### Brief
Reproduce every line of the material below exactly. No pictures belong in the copy.
· · ·
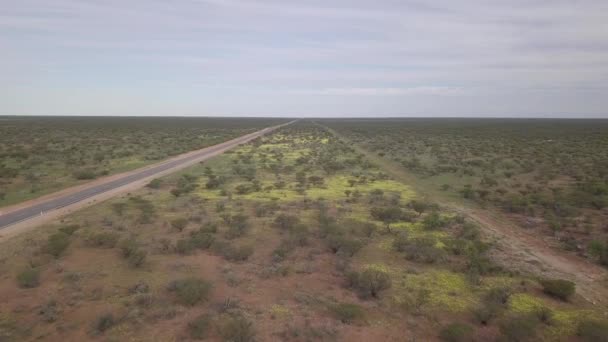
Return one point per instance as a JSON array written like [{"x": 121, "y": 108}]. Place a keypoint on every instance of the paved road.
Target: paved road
[{"x": 38, "y": 209}]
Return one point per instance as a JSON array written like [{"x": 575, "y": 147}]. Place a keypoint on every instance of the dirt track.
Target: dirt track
[
  {"x": 18, "y": 218},
  {"x": 517, "y": 249}
]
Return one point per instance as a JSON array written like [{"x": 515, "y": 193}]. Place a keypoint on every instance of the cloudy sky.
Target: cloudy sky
[{"x": 541, "y": 58}]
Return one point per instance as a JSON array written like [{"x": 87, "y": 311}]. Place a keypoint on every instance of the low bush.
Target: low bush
· · ·
### Answer area
Return one point per instance as a JSON array written like [{"x": 121, "y": 108}]. Place a keypoint on every instance of the paved road.
Target: paved road
[{"x": 38, "y": 209}]
Return one point per instance as a JSON array written like [{"x": 575, "y": 147}]. Place a keypoint on every instance of the dirt track.
Target: dirt track
[
  {"x": 18, "y": 218},
  {"x": 517, "y": 249}
]
Return one point per instance as a JSON array written like [{"x": 515, "y": 193}]. Place a keypoint on every instance of the cloudy sky.
Target: cloudy sky
[{"x": 541, "y": 58}]
Return one point per instance as a JSON array written like [{"x": 87, "y": 311}]. Place a keypoint on every instance of the low bush.
Target: low bush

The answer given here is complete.